*Your objective:* In the listing below, find each line containing "white" and report it.

*Record set:*
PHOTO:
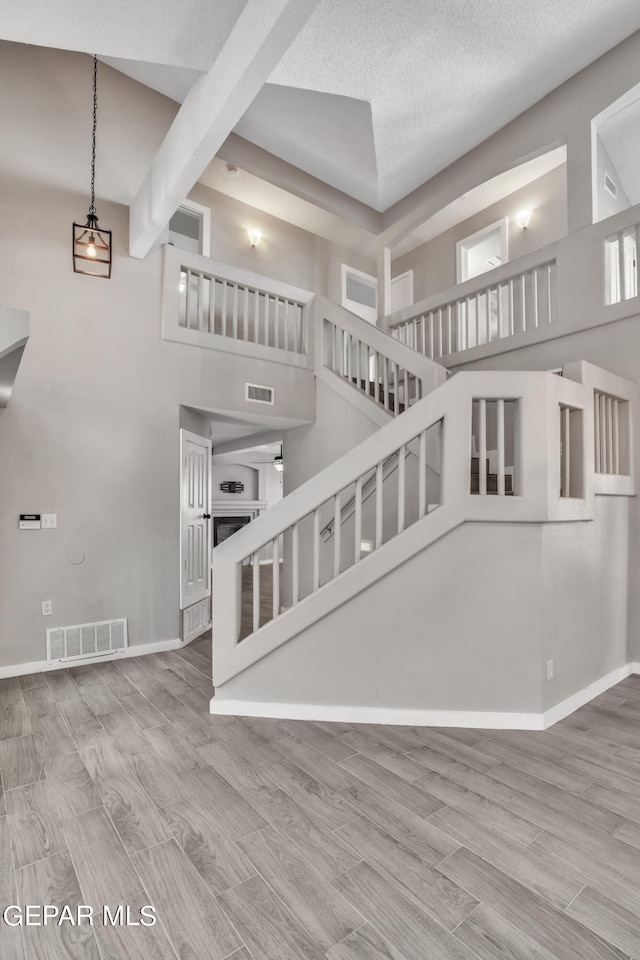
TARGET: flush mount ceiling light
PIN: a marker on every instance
(91, 243)
(523, 219)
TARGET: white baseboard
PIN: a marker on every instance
(42, 666)
(421, 718)
(572, 703)
(392, 716)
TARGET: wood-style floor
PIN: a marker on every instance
(289, 840)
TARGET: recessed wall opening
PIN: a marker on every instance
(483, 228)
(482, 251)
(615, 156)
(190, 228)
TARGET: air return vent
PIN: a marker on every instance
(196, 619)
(86, 640)
(610, 185)
(258, 393)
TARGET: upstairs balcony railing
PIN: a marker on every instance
(477, 315)
(217, 306)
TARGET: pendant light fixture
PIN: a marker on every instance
(91, 243)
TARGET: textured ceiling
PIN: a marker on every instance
(443, 75)
(373, 97)
(327, 135)
(619, 134)
(188, 34)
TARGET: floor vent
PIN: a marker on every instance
(258, 393)
(196, 619)
(86, 640)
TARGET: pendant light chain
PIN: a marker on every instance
(92, 208)
(92, 244)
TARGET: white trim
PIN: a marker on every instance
(205, 213)
(403, 276)
(43, 666)
(370, 314)
(572, 703)
(421, 718)
(385, 715)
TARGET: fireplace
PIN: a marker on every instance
(224, 527)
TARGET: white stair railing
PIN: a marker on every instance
(213, 304)
(516, 418)
(482, 313)
(371, 361)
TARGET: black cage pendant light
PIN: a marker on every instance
(91, 243)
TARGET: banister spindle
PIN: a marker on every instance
(500, 439)
(337, 532)
(316, 548)
(422, 475)
(566, 413)
(256, 592)
(401, 487)
(379, 505)
(276, 577)
(396, 402)
(616, 436)
(188, 301)
(603, 434)
(597, 431)
(256, 317)
(200, 302)
(223, 308)
(357, 520)
(234, 294)
(482, 441)
(609, 414)
(385, 382)
(295, 563)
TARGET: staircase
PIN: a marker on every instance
(397, 565)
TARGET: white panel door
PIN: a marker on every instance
(195, 518)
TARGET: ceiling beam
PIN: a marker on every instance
(263, 32)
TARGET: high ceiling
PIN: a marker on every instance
(371, 97)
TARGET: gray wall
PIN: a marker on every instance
(605, 204)
(91, 432)
(440, 653)
(285, 252)
(586, 598)
(475, 628)
(434, 263)
(616, 347)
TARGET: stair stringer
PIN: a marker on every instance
(368, 407)
(471, 649)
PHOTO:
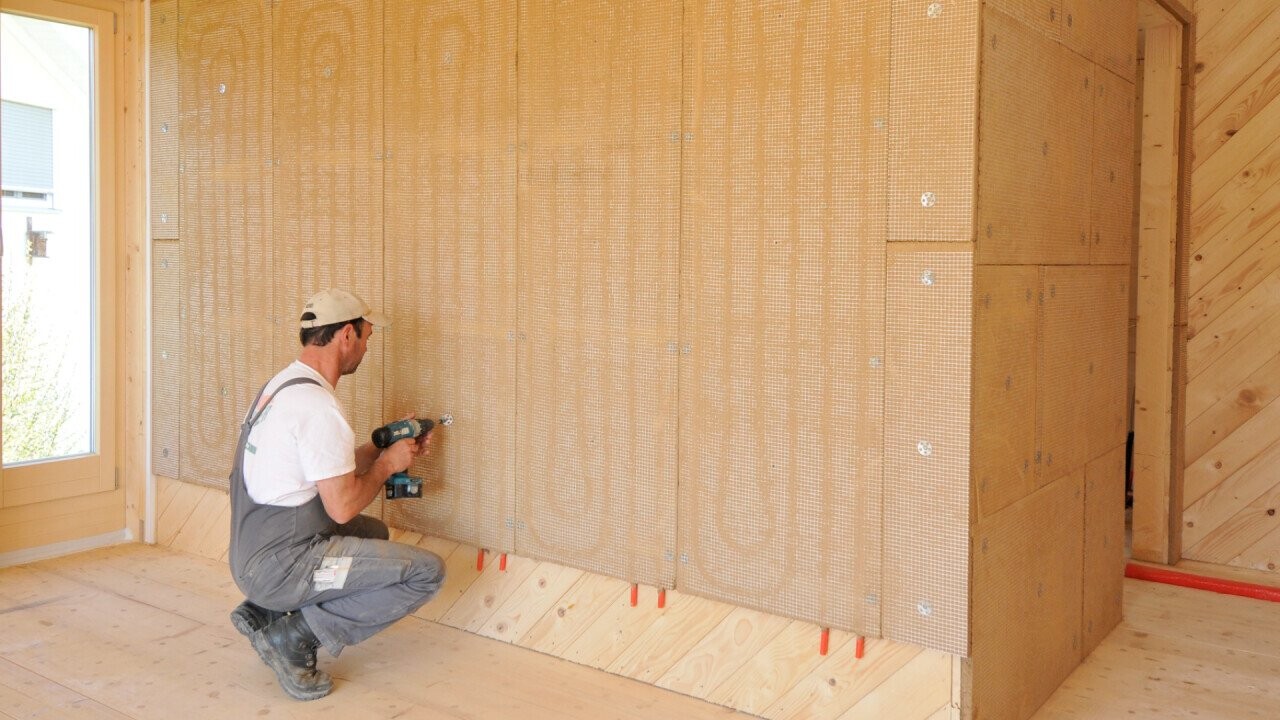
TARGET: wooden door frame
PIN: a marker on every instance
(1162, 203)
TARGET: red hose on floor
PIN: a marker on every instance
(1201, 582)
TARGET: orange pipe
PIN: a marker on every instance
(1201, 582)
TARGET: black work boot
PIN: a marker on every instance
(288, 647)
(250, 618)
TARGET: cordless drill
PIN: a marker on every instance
(402, 484)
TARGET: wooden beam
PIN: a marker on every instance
(1157, 245)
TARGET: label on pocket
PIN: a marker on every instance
(332, 574)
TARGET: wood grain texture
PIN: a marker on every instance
(735, 657)
(1232, 436)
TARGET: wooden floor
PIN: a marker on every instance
(141, 632)
(1179, 654)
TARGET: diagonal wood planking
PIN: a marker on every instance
(1233, 442)
(732, 656)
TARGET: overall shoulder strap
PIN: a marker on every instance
(256, 413)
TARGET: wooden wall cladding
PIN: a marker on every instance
(1232, 450)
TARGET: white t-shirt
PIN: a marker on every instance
(302, 437)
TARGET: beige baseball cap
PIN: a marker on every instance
(334, 305)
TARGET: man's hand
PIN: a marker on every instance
(400, 455)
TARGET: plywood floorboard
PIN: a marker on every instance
(140, 632)
(1179, 654)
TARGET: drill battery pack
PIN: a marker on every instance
(402, 486)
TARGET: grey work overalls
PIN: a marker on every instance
(348, 580)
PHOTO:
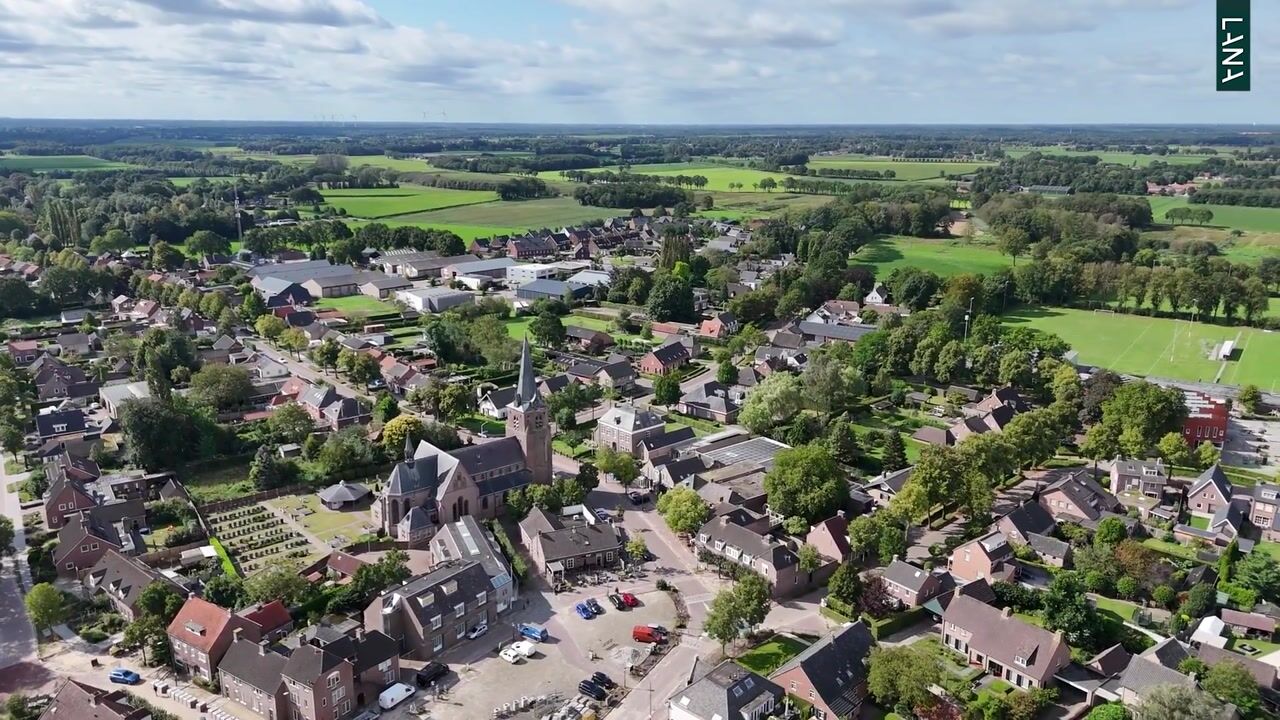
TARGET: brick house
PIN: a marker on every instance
(988, 557)
(200, 634)
(831, 674)
(434, 613)
(1206, 419)
(1078, 497)
(625, 427)
(912, 584)
(664, 359)
(1018, 652)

*Response to the exercise:*
TARGET: white baseboard
TARGET: white trim
TARGET: white stair railing
TARGET: white panel door
TARGET: white t-shirt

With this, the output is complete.